Please gather every line in the material below that contains the word "jacket", and copy each of those lines in full.

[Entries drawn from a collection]
-=-=-=-=-

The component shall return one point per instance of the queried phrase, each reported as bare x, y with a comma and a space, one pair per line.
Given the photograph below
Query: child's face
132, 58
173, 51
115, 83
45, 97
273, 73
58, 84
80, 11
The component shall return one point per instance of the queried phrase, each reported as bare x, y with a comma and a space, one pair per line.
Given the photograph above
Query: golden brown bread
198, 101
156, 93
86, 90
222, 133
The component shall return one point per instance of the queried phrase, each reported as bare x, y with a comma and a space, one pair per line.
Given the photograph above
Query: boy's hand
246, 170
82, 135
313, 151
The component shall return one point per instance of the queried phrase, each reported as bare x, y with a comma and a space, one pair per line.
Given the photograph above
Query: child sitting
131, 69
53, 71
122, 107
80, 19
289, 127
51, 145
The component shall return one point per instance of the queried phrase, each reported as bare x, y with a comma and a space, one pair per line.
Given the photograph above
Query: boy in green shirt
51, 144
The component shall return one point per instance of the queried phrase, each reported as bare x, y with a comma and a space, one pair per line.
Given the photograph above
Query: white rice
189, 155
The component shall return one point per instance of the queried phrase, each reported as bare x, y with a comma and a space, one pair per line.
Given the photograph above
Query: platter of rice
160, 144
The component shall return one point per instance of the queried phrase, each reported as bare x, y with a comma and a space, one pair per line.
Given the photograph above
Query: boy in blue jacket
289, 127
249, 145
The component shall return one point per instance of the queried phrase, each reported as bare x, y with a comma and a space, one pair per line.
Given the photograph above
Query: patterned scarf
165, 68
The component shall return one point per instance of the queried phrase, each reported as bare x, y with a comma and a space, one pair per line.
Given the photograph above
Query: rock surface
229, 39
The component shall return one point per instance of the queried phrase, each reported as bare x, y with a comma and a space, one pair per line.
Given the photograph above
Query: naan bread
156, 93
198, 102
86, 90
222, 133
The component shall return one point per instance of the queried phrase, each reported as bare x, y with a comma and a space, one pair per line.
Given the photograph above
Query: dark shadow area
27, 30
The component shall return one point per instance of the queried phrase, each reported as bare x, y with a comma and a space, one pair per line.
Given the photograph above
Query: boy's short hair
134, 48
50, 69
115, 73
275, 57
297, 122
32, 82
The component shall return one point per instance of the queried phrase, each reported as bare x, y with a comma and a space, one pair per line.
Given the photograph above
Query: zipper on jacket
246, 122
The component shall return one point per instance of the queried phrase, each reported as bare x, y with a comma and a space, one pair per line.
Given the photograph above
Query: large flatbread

-=-=-=-=-

Solution to this task →
Query: boy in blue jacket
Query: zipper on jacket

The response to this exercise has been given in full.